Exercise directions: Among the lines below, which ones contain the word "dense"? Copy every such line.

Supplied material:
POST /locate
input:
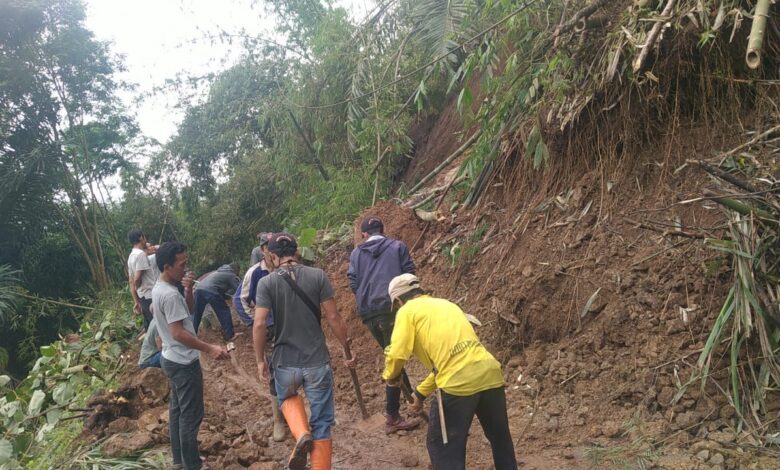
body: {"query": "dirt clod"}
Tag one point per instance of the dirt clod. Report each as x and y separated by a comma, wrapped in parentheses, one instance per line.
(410, 461)
(122, 445)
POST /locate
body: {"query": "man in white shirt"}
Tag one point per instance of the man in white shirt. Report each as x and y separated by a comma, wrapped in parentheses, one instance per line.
(141, 275)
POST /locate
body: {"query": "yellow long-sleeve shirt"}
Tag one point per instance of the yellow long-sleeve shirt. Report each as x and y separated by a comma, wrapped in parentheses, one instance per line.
(438, 334)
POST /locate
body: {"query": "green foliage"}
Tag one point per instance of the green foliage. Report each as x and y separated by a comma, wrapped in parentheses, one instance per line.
(9, 281)
(60, 382)
(61, 133)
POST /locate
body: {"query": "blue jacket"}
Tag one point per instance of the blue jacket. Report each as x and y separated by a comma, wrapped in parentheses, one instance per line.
(372, 265)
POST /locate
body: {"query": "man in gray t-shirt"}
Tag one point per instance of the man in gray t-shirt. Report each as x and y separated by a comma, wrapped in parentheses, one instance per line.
(171, 300)
(300, 357)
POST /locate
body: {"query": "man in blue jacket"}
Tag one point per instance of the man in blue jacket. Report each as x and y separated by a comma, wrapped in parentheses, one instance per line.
(371, 267)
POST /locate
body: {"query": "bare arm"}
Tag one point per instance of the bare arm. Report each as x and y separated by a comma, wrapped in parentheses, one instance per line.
(259, 332)
(188, 339)
(335, 321)
(135, 283)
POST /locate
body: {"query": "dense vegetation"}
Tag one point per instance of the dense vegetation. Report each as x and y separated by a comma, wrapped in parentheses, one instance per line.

Answer:
body: {"query": "dense vegetation"}
Tag one point per instance of the dense vegetation. Report each as x and y separated by a comma, wrapped in parentheses, one instance per line.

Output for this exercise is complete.